▶ **Exercise**: Please retype the part of the Yeti post below, starting at "I fell in love" and ending at "for chatty rocks.". Keep every word, space and punctuation mark unchanged.

Rocks, Toys, Yetis and Magic

January 30, 2009 § 1 Comment

I’ve often said that I wish the world had more genuine surprise.  I wish there was more unknown, unexpected, more agog, aghast, and WOW.  What about Yetis?  For some reason this mythical creature has taken up residence in my soul as sort of a mascot for what I want for the world.  The simple explanation for the non-existence of the Yeti (or bigfoot, or Nessie or fashionable plus sized tops) is that we haven’t found it yet.  We’d have seen it by now.  We have the technology, the elbow grease, the knowhow, the staff.  We can search every inch of that lake in Scotland with some sort of robot water camera thing.  We believe, as a species, that we’ve found everything there is, and if we haven’t, we’ve CONCEIVED of it, and the Yeti?  I’m sorry, says the normal world, it’s just too crazy to conceive of.  We don’t want to except that somewhere on Mount Everest or Nepal or whichever version of the story you believe, there’s a snowy white manbeast, walking on two feet, roaring and gnashing six inch incisors.  Andthis is precisely why I want there to be a Yeti.  I want to wake up one day and instead of hearing about the Dow Jones Industrial Average or Environmental Crisis or the House and the Senate fistfighting on the Mall, I want the top story to be the live capture (and why are we CAPTURING the Yeti, why not just invite him, or offer him the chance to be studied and admired?) of a Yeti.  I want to wake up and see the Loch Ness Monster.  In the meantime, I just visit blogs like I Love The Yeti — and hope.

But there are others out there like me, who want to fill the world with hidden surprises, to make every day a little more magic and unknown, to take Tina from HR out of her routine while she’s walking over to Max &Ermas for cheesecubes.  The first I heard of this was Chatty Rocks.  This art project involved printing sentences, questions, quotes on rocks and placing them randomly throughout San Francisco. Like this little fella right here:

 

I fell in love with these rocks.  There’s a slew of them on the blog, with funny or inspirational messages on the back.  I would absolutely squeal if I found one of these.  Not only because it would be a pleasant surprise on a day that I probably had weighed myself or discovered a banking error, but because it would renew my faith in the idea tha not all of us are on this wet rock to ‘grind out a product’ or amass a limitless fortune. Some of us just want to live comfortably, live happily, and inject a little bit of fun into the mundanity of every day life.  There are no Easter Egg hunts after age six.  But now we can hunt for chatty rocks.

▶ **Record list**:
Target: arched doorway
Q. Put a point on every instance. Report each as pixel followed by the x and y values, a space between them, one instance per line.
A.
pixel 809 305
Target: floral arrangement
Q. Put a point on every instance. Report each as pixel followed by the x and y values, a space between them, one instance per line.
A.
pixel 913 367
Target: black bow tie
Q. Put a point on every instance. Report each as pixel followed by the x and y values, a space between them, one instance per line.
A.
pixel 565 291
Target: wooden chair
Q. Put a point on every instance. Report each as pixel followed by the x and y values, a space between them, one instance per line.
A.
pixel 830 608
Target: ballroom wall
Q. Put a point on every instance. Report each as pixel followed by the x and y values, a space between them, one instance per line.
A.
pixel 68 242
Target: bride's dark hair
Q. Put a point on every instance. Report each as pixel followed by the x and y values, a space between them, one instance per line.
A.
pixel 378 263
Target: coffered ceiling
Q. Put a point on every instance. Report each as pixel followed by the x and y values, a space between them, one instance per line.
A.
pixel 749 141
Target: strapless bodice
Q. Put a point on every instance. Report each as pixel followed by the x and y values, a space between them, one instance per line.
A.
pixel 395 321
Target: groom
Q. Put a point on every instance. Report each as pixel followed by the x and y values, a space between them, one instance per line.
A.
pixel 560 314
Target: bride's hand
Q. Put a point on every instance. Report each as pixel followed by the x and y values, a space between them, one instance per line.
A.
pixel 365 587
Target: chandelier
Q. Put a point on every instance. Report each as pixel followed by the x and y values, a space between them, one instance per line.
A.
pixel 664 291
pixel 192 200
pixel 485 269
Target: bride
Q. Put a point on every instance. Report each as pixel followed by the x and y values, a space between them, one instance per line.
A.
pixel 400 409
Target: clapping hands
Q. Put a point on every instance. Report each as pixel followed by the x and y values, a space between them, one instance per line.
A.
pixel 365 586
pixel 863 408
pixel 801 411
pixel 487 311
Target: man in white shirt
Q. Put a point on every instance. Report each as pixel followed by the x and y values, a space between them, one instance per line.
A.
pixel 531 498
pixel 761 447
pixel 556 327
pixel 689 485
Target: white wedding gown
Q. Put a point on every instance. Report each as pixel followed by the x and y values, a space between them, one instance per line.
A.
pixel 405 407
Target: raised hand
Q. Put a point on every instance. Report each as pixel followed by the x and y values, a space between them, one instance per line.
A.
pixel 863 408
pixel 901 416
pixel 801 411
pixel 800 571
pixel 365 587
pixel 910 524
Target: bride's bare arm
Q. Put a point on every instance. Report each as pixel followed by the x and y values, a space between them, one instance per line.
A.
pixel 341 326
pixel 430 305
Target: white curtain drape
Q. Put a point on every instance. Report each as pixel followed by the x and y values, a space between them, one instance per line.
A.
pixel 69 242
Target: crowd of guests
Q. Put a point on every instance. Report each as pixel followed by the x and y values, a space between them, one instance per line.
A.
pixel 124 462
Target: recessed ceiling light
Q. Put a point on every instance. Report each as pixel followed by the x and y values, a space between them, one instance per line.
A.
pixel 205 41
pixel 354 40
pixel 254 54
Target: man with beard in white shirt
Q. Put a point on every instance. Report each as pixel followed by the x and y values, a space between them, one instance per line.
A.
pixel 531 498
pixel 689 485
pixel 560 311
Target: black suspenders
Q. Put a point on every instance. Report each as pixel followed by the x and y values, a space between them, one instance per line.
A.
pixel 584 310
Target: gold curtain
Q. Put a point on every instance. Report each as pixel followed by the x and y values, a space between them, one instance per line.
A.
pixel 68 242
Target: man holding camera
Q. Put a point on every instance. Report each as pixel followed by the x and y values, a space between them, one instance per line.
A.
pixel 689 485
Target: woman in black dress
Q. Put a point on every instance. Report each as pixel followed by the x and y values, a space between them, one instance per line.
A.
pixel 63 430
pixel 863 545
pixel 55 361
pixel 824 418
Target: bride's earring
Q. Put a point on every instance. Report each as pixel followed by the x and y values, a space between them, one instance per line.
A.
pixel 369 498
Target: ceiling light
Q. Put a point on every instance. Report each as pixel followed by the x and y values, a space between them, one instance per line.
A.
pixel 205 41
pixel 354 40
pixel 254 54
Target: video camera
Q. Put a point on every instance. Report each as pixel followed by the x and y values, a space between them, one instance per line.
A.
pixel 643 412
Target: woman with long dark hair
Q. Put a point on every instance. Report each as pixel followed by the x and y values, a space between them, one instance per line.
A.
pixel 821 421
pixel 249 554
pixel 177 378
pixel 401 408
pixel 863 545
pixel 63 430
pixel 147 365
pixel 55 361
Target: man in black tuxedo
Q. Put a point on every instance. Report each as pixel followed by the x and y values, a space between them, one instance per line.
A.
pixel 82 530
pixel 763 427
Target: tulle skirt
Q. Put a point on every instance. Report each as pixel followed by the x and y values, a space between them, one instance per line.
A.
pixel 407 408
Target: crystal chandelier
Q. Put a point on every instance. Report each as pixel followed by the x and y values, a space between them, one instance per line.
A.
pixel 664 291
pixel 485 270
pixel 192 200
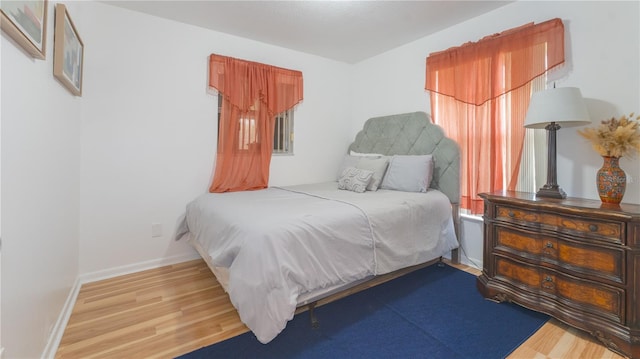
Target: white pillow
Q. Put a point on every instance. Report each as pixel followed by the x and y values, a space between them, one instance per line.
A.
pixel 354 153
pixel 377 164
pixel 409 173
pixel 354 179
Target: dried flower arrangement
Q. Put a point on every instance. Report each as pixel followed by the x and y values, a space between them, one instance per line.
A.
pixel 615 137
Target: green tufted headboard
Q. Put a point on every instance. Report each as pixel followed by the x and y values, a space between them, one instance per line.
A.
pixel 414 134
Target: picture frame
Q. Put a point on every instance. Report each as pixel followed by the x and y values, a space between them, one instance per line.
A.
pixel 68 52
pixel 26 23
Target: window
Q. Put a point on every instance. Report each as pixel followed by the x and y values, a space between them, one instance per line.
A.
pixel 480 93
pixel 282 134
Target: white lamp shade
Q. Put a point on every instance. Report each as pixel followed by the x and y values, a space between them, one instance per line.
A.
pixel 563 105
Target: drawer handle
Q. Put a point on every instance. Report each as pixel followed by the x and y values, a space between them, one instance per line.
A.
pixel 547 283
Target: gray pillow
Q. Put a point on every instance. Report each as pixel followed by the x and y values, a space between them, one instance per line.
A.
pixel 409 173
pixel 354 179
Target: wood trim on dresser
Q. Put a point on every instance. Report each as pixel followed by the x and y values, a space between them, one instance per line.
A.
pixel 575 259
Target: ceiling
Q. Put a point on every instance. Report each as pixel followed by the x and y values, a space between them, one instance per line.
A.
pixel 347 31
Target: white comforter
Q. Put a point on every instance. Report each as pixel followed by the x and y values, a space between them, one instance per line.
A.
pixel 280 243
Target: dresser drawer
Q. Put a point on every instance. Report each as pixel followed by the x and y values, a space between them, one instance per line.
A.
pixel 596 298
pixel 580 258
pixel 577 226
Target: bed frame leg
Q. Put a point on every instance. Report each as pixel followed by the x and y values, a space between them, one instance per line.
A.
pixel 312 316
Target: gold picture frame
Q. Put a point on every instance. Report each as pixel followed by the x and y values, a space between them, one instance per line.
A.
pixel 68 52
pixel 26 23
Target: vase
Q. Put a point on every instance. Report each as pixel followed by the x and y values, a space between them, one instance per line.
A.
pixel 611 180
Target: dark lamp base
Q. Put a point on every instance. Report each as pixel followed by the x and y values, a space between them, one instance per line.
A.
pixel 552 191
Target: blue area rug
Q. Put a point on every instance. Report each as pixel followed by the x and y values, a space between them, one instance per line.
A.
pixel 435 312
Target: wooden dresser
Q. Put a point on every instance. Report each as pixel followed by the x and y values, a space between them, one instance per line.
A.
pixel 577 260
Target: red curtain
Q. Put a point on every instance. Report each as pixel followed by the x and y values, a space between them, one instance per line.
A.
pixel 480 93
pixel 252 94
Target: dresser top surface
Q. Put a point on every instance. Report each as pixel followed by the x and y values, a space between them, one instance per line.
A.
pixel 569 202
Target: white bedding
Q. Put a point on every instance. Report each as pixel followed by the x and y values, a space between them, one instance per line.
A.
pixel 280 244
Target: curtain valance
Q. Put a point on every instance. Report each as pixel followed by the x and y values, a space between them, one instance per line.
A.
pixel 245 82
pixel 471 73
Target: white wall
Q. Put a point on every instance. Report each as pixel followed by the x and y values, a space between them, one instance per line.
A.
pixel 149 130
pixel 603 43
pixel 40 195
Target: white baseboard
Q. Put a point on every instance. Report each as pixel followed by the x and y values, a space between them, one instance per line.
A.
pixel 136 267
pixel 58 329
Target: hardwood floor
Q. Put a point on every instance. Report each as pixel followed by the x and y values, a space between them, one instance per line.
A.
pixel 169 311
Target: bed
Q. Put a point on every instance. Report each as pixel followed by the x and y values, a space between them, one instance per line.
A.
pixel 282 248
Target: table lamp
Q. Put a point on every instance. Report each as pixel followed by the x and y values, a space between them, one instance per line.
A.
pixel 552 109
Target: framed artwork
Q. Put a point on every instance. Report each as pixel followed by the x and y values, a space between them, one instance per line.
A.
pixel 68 52
pixel 26 23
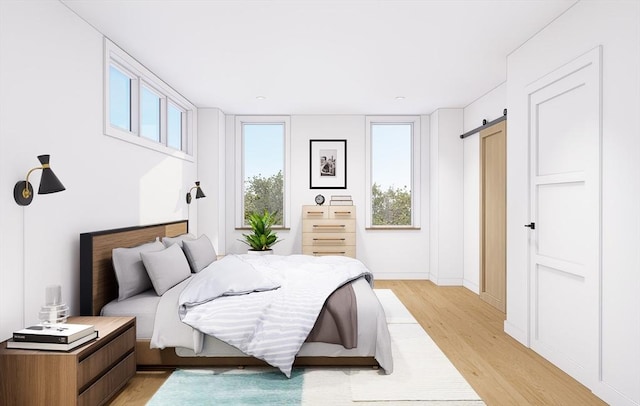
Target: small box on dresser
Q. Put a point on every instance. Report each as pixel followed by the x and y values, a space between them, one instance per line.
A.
pixel 329 230
pixel 88 375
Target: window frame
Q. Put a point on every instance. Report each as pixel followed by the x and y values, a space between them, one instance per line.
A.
pixel 415 122
pixel 239 170
pixel 141 76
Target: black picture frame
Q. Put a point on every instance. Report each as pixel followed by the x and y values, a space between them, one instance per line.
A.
pixel 328 164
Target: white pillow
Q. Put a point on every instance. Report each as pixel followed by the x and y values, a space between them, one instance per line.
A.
pixel 130 273
pixel 166 268
pixel 200 253
pixel 167 241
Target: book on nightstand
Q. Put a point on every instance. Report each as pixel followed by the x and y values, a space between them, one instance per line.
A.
pixel 58 334
pixel 30 345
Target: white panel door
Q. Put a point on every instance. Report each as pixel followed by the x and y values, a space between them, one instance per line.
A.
pixel 565 216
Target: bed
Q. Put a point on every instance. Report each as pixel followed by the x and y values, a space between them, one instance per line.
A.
pixel 99 296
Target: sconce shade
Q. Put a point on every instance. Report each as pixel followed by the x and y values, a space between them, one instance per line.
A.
pixel 199 193
pixel 49 183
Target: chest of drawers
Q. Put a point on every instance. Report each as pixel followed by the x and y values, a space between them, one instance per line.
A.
pixel 329 230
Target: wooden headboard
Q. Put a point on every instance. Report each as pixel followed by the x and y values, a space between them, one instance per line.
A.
pixel 98 285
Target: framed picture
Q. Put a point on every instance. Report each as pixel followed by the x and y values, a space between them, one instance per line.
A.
pixel 328 164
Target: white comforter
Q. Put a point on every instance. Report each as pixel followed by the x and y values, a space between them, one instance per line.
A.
pixel 272 322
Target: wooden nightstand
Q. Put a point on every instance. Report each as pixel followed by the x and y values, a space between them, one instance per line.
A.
pixel 329 230
pixel 89 375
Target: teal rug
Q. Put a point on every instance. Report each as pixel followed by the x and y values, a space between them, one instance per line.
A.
pixel 230 387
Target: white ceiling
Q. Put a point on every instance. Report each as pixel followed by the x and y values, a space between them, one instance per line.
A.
pixel 323 57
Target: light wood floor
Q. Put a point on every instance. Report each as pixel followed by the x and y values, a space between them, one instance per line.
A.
pixel 470 333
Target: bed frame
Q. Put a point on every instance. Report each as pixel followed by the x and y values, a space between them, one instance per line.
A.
pixel 98 286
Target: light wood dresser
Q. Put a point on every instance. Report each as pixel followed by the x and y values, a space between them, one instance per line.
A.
pixel 329 230
pixel 89 375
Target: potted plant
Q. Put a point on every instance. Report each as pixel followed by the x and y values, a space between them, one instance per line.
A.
pixel 262 238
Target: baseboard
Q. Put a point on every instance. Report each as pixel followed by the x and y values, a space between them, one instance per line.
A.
pixel 612 396
pixel 448 281
pixel 401 275
pixel 517 333
pixel 471 286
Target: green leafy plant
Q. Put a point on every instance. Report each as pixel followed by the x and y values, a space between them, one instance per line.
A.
pixel 262 237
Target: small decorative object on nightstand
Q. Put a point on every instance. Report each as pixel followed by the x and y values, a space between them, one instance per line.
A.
pixel 54 311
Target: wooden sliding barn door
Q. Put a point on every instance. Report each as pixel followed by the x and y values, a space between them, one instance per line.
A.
pixel 493 219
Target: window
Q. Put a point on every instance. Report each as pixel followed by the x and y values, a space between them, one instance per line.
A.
pixel 142 109
pixel 149 114
pixel 174 127
pixel 261 153
pixel 393 170
pixel 120 100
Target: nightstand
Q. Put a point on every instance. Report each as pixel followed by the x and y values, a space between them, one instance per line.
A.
pixel 329 230
pixel 89 375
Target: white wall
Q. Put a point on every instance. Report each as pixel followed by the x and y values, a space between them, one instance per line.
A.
pixel 614 25
pixel 488 107
pixel 446 197
pixel 211 173
pixel 51 65
pixel 400 254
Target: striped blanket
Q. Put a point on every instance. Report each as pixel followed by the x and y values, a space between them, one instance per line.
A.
pixel 270 323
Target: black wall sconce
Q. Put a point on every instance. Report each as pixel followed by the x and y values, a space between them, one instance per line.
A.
pixel 199 193
pixel 49 183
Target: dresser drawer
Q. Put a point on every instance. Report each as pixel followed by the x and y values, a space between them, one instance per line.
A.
pixel 315 212
pixel 342 212
pixel 103 359
pixel 348 251
pixel 324 239
pixel 329 226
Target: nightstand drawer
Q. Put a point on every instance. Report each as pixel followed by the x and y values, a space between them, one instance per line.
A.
pixel 349 251
pixel 111 382
pixel 342 212
pixel 324 239
pixel 329 226
pixel 315 212
pixel 95 364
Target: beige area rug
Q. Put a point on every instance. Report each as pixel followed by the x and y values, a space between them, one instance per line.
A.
pixel 422 374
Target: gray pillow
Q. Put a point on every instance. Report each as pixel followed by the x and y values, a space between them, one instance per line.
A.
pixel 166 268
pixel 130 273
pixel 200 253
pixel 167 241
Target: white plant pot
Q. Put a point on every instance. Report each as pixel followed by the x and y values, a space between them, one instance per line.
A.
pixel 255 252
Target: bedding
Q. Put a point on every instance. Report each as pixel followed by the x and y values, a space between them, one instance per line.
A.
pixel 199 252
pixel 130 272
pixel 166 268
pixel 305 283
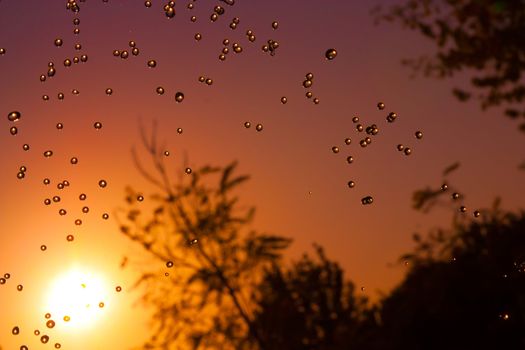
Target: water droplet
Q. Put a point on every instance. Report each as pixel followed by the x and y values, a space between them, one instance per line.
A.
pixel 330 54
pixel 179 97
pixel 367 200
pixel 14 116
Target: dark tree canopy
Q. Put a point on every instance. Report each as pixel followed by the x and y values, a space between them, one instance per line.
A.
pixel 485 37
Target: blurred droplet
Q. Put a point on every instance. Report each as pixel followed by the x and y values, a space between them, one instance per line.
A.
pixel 14 116
pixel 367 200
pixel 330 54
pixel 179 97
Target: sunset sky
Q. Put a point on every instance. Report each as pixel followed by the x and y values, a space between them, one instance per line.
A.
pixel 298 185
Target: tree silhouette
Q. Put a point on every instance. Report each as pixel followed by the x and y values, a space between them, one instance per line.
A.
pixel 205 267
pixel 487 37
pixel 310 306
pixel 465 288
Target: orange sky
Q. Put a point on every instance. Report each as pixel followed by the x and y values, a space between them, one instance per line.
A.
pixel 291 157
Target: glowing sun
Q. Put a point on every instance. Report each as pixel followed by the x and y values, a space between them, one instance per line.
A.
pixel 76 299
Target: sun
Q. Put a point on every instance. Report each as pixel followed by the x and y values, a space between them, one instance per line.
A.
pixel 76 299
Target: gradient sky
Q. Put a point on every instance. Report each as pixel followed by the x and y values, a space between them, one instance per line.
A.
pixel 289 159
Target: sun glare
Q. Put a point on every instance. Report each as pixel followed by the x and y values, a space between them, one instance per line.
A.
pixel 76 299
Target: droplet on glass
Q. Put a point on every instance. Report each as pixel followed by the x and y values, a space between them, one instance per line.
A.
pixel 179 97
pixel 330 54
pixel 14 116
pixel 367 200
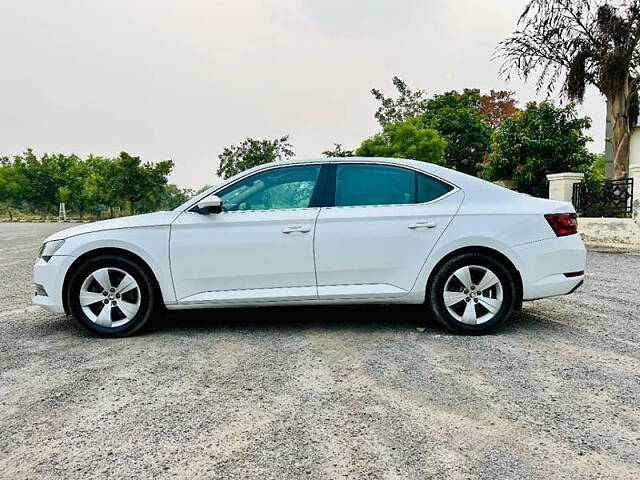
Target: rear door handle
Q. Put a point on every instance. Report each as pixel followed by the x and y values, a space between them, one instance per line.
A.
pixel 296 229
pixel 416 225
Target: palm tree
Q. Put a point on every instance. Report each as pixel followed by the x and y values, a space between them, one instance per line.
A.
pixel 577 43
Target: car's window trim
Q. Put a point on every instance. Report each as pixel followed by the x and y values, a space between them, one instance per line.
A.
pixel 329 184
pixel 316 195
pixel 330 193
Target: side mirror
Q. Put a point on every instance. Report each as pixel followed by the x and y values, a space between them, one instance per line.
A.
pixel 211 204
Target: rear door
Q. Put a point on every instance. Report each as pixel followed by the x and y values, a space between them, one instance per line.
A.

▶ **Reply**:
I fell in love with these rocks.  There’s a slew of them on the blog, with funny or inspirational messages on the back.  I would absolutely squeal if I found one of these.  Not only because it would be a pleasant surprise on a day that I probably had weighed myself or discovered a banking error, but because it would renew my faith in the idea tha not all of us are on this wet rock to ‘grind out a product’ or amass a limitless fortune. Some of us just want to live comfortably, live happily, and inject a little bit of fun into the mundanity of every day life.  There are no Easter Egg hunts after age six.  But now we can hunt for chatty rocks.